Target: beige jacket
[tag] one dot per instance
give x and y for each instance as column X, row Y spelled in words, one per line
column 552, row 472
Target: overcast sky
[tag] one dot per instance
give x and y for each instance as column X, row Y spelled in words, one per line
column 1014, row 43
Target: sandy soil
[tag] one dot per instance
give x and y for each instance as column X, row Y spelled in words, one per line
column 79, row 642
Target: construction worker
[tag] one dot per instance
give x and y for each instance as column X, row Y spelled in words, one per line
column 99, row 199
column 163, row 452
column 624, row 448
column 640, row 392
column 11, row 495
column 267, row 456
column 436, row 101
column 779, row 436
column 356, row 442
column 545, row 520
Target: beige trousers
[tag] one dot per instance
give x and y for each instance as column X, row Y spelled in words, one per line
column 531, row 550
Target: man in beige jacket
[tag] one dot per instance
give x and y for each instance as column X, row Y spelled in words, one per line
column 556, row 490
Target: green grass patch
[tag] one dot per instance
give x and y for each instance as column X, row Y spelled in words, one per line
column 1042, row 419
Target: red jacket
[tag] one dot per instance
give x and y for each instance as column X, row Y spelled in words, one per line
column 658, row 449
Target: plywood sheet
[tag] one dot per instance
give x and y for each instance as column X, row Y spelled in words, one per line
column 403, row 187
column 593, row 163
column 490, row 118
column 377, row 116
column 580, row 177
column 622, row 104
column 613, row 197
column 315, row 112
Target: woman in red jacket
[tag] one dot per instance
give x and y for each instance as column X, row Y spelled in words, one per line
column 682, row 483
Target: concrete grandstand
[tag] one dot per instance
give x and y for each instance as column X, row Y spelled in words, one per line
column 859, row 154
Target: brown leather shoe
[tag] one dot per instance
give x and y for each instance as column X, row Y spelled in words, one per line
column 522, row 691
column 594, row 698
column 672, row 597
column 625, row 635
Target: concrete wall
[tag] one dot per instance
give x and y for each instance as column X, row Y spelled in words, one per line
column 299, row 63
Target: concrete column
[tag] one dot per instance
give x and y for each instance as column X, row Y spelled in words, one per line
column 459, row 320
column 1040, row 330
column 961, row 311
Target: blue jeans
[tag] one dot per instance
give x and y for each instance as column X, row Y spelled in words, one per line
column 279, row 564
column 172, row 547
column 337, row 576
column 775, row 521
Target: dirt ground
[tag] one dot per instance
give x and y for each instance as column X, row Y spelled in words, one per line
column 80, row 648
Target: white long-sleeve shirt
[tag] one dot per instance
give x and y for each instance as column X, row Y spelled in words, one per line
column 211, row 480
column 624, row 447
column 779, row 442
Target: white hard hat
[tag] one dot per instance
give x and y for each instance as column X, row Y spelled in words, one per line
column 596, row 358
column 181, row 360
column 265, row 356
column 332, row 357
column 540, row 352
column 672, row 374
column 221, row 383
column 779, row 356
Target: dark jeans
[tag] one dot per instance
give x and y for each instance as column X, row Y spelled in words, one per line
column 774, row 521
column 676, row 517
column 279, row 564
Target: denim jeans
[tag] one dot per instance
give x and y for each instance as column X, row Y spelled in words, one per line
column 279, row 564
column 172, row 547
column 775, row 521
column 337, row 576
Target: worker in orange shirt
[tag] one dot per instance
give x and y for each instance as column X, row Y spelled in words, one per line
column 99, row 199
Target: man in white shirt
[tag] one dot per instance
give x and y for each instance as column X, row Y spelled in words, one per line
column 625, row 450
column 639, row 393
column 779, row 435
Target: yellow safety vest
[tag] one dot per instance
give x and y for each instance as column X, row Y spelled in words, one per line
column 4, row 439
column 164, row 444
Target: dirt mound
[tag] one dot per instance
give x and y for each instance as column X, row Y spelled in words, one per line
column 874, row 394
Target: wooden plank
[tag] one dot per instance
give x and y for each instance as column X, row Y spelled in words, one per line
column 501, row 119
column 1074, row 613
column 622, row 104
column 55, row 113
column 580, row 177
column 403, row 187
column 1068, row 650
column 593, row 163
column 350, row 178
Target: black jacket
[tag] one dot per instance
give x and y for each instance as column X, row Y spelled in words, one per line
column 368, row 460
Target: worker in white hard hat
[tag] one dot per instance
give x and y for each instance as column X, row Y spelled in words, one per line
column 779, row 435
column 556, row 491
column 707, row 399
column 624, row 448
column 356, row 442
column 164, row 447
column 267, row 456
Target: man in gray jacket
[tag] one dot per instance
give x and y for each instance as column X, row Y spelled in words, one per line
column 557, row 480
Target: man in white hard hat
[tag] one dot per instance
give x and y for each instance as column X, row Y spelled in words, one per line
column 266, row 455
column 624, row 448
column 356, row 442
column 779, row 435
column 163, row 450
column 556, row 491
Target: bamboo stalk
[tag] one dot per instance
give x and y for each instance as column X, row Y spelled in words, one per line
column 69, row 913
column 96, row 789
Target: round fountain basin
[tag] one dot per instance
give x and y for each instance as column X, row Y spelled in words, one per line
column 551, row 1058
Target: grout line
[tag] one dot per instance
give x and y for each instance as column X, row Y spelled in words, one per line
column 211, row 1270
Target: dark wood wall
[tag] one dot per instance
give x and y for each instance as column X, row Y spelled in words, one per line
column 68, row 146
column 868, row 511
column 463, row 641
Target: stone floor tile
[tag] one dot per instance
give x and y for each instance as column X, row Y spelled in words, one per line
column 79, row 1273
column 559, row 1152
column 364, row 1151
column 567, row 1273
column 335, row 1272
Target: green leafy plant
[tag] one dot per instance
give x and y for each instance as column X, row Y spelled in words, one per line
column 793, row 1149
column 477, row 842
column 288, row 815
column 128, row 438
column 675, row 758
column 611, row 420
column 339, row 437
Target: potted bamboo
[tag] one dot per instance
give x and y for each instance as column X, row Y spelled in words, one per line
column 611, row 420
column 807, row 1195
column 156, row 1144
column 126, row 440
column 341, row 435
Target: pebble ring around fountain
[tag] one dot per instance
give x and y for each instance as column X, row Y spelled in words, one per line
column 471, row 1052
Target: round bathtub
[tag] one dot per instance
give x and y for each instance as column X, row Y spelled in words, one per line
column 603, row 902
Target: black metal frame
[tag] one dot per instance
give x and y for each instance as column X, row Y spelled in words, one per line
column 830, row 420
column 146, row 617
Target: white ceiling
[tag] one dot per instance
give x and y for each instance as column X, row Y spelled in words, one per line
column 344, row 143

Exercise: Quote the records word for word, from the line containing "Target: man in white shirt" through the line containing "column 96, row 789", including both of those lines.

Solution to the problem:
Target: man in white shirt
[tag] one dot per instance
give x and y for each instance as column X, row Y spelled in words, one per line
column 625, row 450
column 639, row 393
column 779, row 435
Target: yellow safety vest
[tag] one dot per instance
give x and y for each instance as column X, row Y spelled in words, one per line
column 4, row 439
column 164, row 444
Target: dirt mound
[tag] one dot per instance
give x and y for each instance as column X, row Y spelled in words, one per line
column 874, row 394
Target: wooden plank
[tag] one dot per instance
give x and y for each instance as column X, row Y spelled in words, one per line
column 501, row 119
column 1074, row 613
column 622, row 104
column 55, row 113
column 580, row 177
column 403, row 187
column 1068, row 650
column 593, row 163
column 350, row 178
Target: black jacket
[tag] one dot per instance
give x and y for each instance as column X, row Y spelled in words, one per line
column 368, row 460
Target: worker in white hard hat
[tag] one dot per instance
give x and y for each instance as column X, row Y spelled in words, one per line
column 779, row 435
column 556, row 491
column 707, row 399
column 624, row 448
column 356, row 442
column 164, row 447
column 267, row 456
Target: man in gray jacket
[tag] one dot per instance
give x and y for each instance as column X, row Y spelled in words, one per line
column 557, row 480
Target: man in white hard hat
[tag] one dot per instance
give x and y for each instance as column X, row Y spelled in words, one per line
column 266, row 455
column 624, row 448
column 356, row 442
column 779, row 435
column 163, row 450
column 556, row 491
Target: bamboo stalk
[tag] one dot per instance
give x and y for each instance as column X, row Y spelled in words, one per line
column 69, row 913
column 96, row 789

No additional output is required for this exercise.